▶ _Supplied material_
━━━━

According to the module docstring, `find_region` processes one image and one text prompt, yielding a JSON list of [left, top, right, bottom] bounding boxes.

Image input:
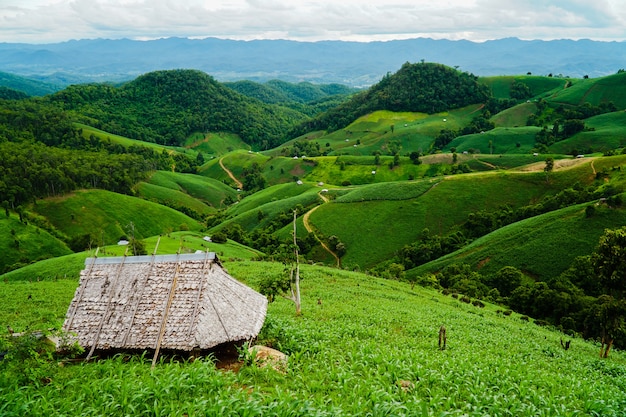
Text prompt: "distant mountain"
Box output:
[[0, 37, 624, 87], [0, 71, 61, 96]]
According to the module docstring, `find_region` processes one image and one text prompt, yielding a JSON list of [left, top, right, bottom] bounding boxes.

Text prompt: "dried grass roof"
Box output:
[[63, 253, 267, 352]]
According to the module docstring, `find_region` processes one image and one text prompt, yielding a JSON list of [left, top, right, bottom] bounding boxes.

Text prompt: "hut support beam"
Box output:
[[152, 254, 181, 368]]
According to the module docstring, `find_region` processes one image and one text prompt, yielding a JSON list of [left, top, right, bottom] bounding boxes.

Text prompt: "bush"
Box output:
[[211, 231, 228, 244]]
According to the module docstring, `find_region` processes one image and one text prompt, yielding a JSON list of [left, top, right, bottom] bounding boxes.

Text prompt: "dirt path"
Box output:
[[219, 157, 243, 189], [303, 193, 341, 267]]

━━━━

▶ _Required work_
Output the material word for word, omitting its pictures.

▶ _Task answer_
According to the module docstring, `find_region` processes one image and one text prompt, yielding a JSON list of [left, top, right, bottom] bounding boxes.

Image input:
Text prompt: "distant mountain"
Box output:
[[0, 37, 624, 87], [0, 71, 61, 96]]
According to the module docstring, `find_region` processes one image and one text prompt, yielding a JSON list of [left, top, right, bottom] bounding boxes.

Text prompt: "dried grass roof"
Box output:
[[63, 253, 267, 352]]
According to the module docstring, `find_region` processes one image and one text prompt, yielding a JSON list of [left, top, right, bottom] bounding boxes.

Text prompt: "hut support beam"
Box output:
[[152, 254, 181, 368]]
According to the module docstring, `find_region` processes one image and one text prompt, yielding a JSON list of [left, top, right, bottom] bounding boxes.

Text prompt: "bush"
Box output:
[[211, 231, 228, 244]]
According to the module docstring, `find_region` processes one image and one text prompt, yielding a JSON list of [left, top, right, bottom] bounding boxes.

Text prompt: "dirt path"
Box output:
[[219, 157, 243, 189], [303, 193, 341, 267]]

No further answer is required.